--- What to do ---
Omit the pictures and output every entry below exactly as written.

--- Recorded information ---
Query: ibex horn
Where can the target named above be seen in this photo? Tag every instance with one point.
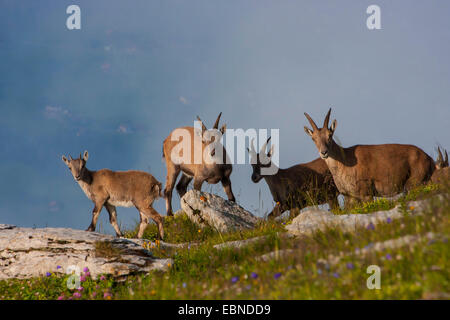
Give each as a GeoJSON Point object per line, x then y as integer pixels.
{"type": "Point", "coordinates": [440, 159]}
{"type": "Point", "coordinates": [252, 147]}
{"type": "Point", "coordinates": [203, 126]}
{"type": "Point", "coordinates": [327, 119]}
{"type": "Point", "coordinates": [216, 125]}
{"type": "Point", "coordinates": [311, 121]}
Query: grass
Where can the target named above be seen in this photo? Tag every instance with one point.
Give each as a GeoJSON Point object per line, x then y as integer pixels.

--- Completed exercise ---
Query: ibex horn
Where can the target named above be seen in this photo? Tag every instance with one point.
Give each as a GeoJSON Point object per line, x then y as integer pixels.
{"type": "Point", "coordinates": [440, 159]}
{"type": "Point", "coordinates": [252, 147]}
{"type": "Point", "coordinates": [203, 126]}
{"type": "Point", "coordinates": [327, 119]}
{"type": "Point", "coordinates": [216, 125]}
{"type": "Point", "coordinates": [311, 121]}
Query: grass
Where can the target named above be seen in this photo? Tag every instance with one point.
Give each as a GeoJSON Point object per line, x then y as integer pixels.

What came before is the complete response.